Short problem —
Report how many lines of the items below contain the string "child". Give only the number.
— start of Records supplied —
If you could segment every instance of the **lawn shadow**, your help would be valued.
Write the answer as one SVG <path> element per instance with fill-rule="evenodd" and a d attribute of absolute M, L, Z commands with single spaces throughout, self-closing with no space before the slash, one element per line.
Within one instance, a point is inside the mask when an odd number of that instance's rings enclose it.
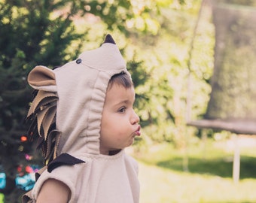
<path fill-rule="evenodd" d="M 163 160 L 157 162 L 157 165 L 184 171 L 182 157 Z M 189 172 L 193 174 L 206 174 L 222 177 L 232 177 L 233 159 L 203 159 L 189 158 Z M 256 157 L 241 156 L 240 157 L 240 179 L 256 178 Z"/>

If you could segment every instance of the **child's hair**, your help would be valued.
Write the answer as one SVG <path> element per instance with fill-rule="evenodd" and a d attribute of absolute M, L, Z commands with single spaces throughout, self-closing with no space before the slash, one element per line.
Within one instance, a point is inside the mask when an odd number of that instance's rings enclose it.
<path fill-rule="evenodd" d="M 108 82 L 108 90 L 111 89 L 113 84 L 122 86 L 126 89 L 133 86 L 133 83 L 130 75 L 125 72 L 121 72 L 111 77 Z"/>

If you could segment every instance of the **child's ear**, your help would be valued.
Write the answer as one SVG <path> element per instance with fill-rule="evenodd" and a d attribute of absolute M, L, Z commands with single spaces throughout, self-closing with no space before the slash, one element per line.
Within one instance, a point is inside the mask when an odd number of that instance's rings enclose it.
<path fill-rule="evenodd" d="M 56 92 L 55 74 L 45 66 L 35 66 L 29 74 L 28 83 L 35 89 Z"/>

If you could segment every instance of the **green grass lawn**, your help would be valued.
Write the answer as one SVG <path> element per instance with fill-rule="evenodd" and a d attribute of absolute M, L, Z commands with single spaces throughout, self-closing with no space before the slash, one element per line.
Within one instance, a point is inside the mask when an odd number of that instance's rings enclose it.
<path fill-rule="evenodd" d="M 140 203 L 256 202 L 255 146 L 240 147 L 236 184 L 232 179 L 233 150 L 227 141 L 198 143 L 187 153 L 167 144 L 143 148 L 132 153 L 139 164 Z M 185 154 L 188 171 L 183 169 Z"/>
<path fill-rule="evenodd" d="M 212 142 L 205 147 L 189 149 L 189 171 L 183 170 L 184 153 L 170 144 L 134 154 L 140 167 L 140 202 L 256 202 L 256 147 L 240 147 L 240 180 L 236 184 L 232 150 Z"/>

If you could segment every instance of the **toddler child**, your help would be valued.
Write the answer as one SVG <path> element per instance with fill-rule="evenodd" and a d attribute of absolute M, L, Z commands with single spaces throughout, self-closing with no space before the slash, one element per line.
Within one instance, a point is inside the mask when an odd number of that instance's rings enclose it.
<path fill-rule="evenodd" d="M 137 203 L 136 162 L 124 152 L 140 135 L 135 92 L 110 35 L 62 67 L 36 66 L 28 119 L 45 167 L 23 202 Z"/>

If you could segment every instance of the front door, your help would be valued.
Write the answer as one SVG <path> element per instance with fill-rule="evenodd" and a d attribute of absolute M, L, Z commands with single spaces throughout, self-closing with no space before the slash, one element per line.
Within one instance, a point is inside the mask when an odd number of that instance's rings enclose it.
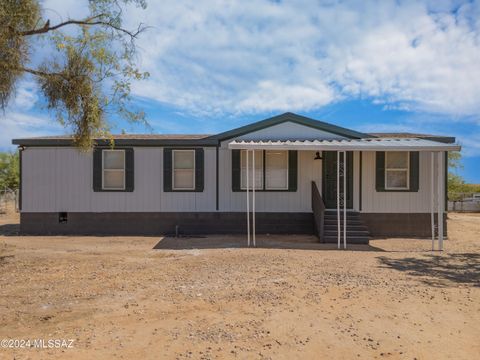
<path fill-rule="evenodd" d="M 343 156 L 343 155 L 342 155 Z M 337 152 L 324 151 L 322 166 L 322 196 L 327 209 L 337 207 Z M 343 177 L 340 177 L 343 186 Z M 353 208 L 353 153 L 347 152 L 347 208 Z"/>

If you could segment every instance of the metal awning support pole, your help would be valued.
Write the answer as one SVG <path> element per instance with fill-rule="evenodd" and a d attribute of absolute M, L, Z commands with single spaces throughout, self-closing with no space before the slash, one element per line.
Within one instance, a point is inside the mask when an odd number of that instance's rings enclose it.
<path fill-rule="evenodd" d="M 435 250 L 435 153 L 430 157 L 430 220 L 432 223 L 432 251 Z"/>
<path fill-rule="evenodd" d="M 347 248 L 347 152 L 343 152 L 343 248 Z"/>
<path fill-rule="evenodd" d="M 442 153 L 437 153 L 438 250 L 443 250 Z"/>
<path fill-rule="evenodd" d="M 340 249 L 340 151 L 337 151 L 337 246 Z"/>
<path fill-rule="evenodd" d="M 256 246 L 255 242 L 255 187 L 257 186 L 257 179 L 255 177 L 255 150 L 252 150 L 252 240 L 253 240 L 253 247 Z"/>
<path fill-rule="evenodd" d="M 247 165 L 247 246 L 250 247 L 250 196 L 248 194 L 248 185 L 249 185 L 249 171 L 248 171 L 248 156 L 249 151 L 245 150 L 245 154 L 247 156 L 246 165 Z"/>

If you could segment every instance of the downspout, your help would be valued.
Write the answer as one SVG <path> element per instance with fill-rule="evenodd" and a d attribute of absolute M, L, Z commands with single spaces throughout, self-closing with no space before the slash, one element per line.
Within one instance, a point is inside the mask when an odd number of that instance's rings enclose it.
<path fill-rule="evenodd" d="M 19 184 L 18 184 L 18 210 L 22 211 L 22 155 L 25 147 L 20 145 L 18 147 L 18 167 L 19 167 Z"/>
<path fill-rule="evenodd" d="M 219 145 L 217 144 L 216 146 L 216 149 L 215 149 L 215 208 L 216 210 L 218 211 L 220 209 L 220 206 L 219 206 L 219 199 L 218 199 L 218 194 L 219 194 L 219 191 L 218 191 L 218 179 L 219 179 L 219 173 L 218 173 L 218 162 L 219 162 L 219 159 L 218 159 L 218 154 L 219 154 L 219 149 L 218 149 Z"/>

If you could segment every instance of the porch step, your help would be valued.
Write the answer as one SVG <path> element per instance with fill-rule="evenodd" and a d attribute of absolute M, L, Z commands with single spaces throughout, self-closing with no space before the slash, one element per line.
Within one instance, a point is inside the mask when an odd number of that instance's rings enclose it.
<path fill-rule="evenodd" d="M 347 246 L 348 244 L 367 244 L 370 238 L 367 236 L 348 236 L 347 235 Z M 323 238 L 323 242 L 328 244 L 336 244 L 338 242 L 338 238 L 336 236 L 325 236 Z M 343 244 L 343 238 L 340 239 L 340 242 Z"/>
<path fill-rule="evenodd" d="M 348 244 L 368 244 L 370 232 L 368 227 L 360 218 L 360 214 L 355 211 L 347 211 L 347 245 Z M 343 211 L 340 212 L 341 232 L 343 235 Z M 323 242 L 337 243 L 338 241 L 338 214 L 336 211 L 326 211 L 324 217 Z M 343 236 L 341 239 L 343 243 Z"/>
<path fill-rule="evenodd" d="M 338 232 L 337 230 L 326 230 L 323 232 L 325 236 L 337 236 Z M 343 229 L 340 231 L 340 235 L 343 236 Z M 352 230 L 347 227 L 347 238 L 349 236 L 366 236 L 369 237 L 370 233 L 368 230 Z"/>
<path fill-rule="evenodd" d="M 343 224 L 341 224 L 341 228 L 343 229 Z M 333 223 L 332 224 L 326 224 L 323 227 L 324 231 L 337 231 L 337 229 L 338 229 L 337 222 L 335 222 L 334 224 Z M 366 231 L 366 232 L 368 232 L 368 227 L 363 223 L 358 223 L 358 224 L 355 224 L 355 225 L 347 223 L 347 229 L 351 230 L 351 231 Z"/>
— end of Records supplied —
Task response —
3